Given the relatively small number of studies that have investigated the role of PCT in diagnosing and treating RS, this review has several limitations. Three of the 6 studies analyzed included patients with ARS as diagnosed by participating physicians but did not include specific diagnostic criteria. Furthermore, the subgroup analyses in these studies did not stratify data specifically with regard to sinusitis. Data were either generally reported without regard to diagnostic subgroup²⁹ or subgroup analysis was performed only at the level of upper respiratory tract versus lower RTIs.^28,30 In addition, the inclusion criteria for 4 of the 5 studies^25–28 did not include a defined time period of symptoms. Thus, selection bias may be present in that some of the patients included in these studies could meet criteria for CRS as opposed to ARS. The majority of the patients in the trials of PCT-guided antibiotics had resolution of symptoms at 28 days (Table 3). This is inconsistent with a diagnosis of CRS, and thus it can be deduced that the majority of these patients were suffering from acute infections; however, there is no long-term follow-up data available to assess for recurrence or persistence of symptoms at 3 months.

Two of the studies comparing CRP and PCT^32,33 included relatively few patients with ARS. This may be why a significant association between CRP and PCT was not appreciated in these studies. Of note, Kofteridis et al. utilized a cutoff of 0.50 ng/mL as a normal value for PCT (as opposed to 0.25 ng/mL in several other studies^28,29) and did not further analyze the results associated with PCT given that all measurements fell below this value. In addition, the time point in the course of the infection at which serum biomarkers were measured (ie, number of days with symptoms) was not specified in either of these studies. Given that PCT and CRP peak at different points during bacterial infections, measurements that occurred after several days of symptom onset may not capture PCT at its peak. Despite these limitations, the existing literature suggests that there may be a role for PCT in management of ARS, particularly in developing new criteria to reduce antibiotic overuse.

Conclusion

Literature on PCT as a serum biomarker for diagnosis and appropriate antibiotic treatment of ARS is limited, and no studies have addressed the role of PCT in management of CRS. Existing data on PCT-guided antibiotic treatment of acute RTIs, including ARS, have shown noninferior outcomes despite decreased antibiotic use. PCT does not consistently correlate with CRP; however, CRP is not currently used as a biomarker for ARS, thus this lack of correlation does not negate the role for PCT in management of ARS. There is a need for further research, such as a large-scale RCT, to investigate the potential utility of PCT-guided management of ARS.

Authors’ Note

This study was presented at the American Academy of Otolaryngology—Head and Neck Surgery National Meeting, September 10, 2017, in Chicago, IL, USA.

Declaration of Conflicting Interests

The author(s) declared no potential conflicts of interest with respect to the research, authorship, and/or publication of this article.

Funding

The author(s) disclosed receipt of the following financial support for the research, authorship, and/or publication of this article: This project was supported in part by the Northwestern University-Patient-centered Intervention and Engagement Training K12 Faculty Scholars Training Program, Grant Number K12HS023011 from the Agency for Healthcare Research and Quality, the National Institutes of Health’s Chronic Rhinosinusitis Integrative Studies Program, Grant Number U19 AI106683, and the National Institutes of Health’s National Center for Advancing Translational Sciences, Grant Number UL1TR001422. The content is solely the responsibility of the authors and does not necessarily represent the official views of the Agency for Healthcare Research and Quality or the National Institutes of Health.

(Work task):
Write out every grant number that appears in the excerpt on PCT and sinusitis. The listing has no role here.

Dataset entries:

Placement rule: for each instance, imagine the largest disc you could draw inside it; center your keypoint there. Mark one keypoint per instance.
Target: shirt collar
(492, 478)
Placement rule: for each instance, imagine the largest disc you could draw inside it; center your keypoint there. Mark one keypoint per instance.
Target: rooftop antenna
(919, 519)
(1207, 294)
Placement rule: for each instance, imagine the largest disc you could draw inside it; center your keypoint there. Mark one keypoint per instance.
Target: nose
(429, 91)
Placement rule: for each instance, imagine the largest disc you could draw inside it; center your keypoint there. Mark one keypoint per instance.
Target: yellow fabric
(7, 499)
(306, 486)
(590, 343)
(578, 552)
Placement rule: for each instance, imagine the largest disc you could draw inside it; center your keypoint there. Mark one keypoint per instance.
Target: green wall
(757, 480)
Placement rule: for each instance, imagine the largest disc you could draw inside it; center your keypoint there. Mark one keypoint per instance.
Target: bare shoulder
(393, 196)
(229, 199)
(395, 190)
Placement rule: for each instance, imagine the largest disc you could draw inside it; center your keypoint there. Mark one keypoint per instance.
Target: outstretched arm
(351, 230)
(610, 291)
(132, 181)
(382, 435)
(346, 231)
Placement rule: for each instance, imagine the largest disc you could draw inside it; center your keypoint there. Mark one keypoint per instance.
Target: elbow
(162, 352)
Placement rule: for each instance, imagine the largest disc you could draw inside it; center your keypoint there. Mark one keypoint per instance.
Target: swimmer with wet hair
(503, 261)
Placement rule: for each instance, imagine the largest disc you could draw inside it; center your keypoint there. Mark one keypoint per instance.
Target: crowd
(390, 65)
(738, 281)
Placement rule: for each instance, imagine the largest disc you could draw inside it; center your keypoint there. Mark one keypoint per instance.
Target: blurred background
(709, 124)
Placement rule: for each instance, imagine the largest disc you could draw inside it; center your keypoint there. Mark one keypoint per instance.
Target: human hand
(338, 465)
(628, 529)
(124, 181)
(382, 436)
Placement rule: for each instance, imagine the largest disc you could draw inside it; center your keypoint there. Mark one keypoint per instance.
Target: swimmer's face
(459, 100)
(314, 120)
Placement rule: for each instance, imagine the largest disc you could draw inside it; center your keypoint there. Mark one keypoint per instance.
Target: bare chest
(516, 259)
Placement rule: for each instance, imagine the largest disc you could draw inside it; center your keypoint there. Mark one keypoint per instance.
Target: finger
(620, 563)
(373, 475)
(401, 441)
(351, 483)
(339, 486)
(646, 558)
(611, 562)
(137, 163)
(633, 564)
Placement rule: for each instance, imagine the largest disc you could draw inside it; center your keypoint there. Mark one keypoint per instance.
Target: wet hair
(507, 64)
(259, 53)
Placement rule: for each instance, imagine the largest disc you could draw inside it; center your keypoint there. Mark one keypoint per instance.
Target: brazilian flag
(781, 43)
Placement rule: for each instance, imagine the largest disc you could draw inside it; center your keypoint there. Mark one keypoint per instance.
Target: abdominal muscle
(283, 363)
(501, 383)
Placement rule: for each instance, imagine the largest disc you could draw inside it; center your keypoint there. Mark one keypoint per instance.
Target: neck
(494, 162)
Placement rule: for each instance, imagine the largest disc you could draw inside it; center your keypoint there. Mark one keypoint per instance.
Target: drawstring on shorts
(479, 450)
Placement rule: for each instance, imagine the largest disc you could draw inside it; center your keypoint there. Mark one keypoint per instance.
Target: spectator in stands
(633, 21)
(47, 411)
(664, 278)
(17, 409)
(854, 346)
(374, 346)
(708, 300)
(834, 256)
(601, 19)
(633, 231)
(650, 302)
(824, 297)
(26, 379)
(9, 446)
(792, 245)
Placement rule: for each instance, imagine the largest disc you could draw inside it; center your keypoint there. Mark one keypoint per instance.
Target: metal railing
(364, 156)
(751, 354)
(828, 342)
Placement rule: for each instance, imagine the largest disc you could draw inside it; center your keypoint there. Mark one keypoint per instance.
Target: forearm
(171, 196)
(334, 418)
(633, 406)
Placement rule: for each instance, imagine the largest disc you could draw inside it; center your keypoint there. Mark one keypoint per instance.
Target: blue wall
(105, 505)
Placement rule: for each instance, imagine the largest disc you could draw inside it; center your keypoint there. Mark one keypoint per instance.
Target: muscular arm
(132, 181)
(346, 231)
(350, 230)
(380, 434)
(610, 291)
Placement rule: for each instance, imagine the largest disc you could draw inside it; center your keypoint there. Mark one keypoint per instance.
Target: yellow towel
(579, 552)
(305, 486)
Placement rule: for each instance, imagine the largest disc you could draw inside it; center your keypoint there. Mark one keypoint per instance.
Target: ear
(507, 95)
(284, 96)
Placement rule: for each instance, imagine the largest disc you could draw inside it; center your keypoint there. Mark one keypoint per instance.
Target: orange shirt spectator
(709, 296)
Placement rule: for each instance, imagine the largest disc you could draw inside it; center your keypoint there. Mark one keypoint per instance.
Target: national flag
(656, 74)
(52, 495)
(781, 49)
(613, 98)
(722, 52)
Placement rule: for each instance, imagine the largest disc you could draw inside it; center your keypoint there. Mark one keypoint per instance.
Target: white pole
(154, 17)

(Response area):
K12HS023011
U19 AI106683
UL1TR001422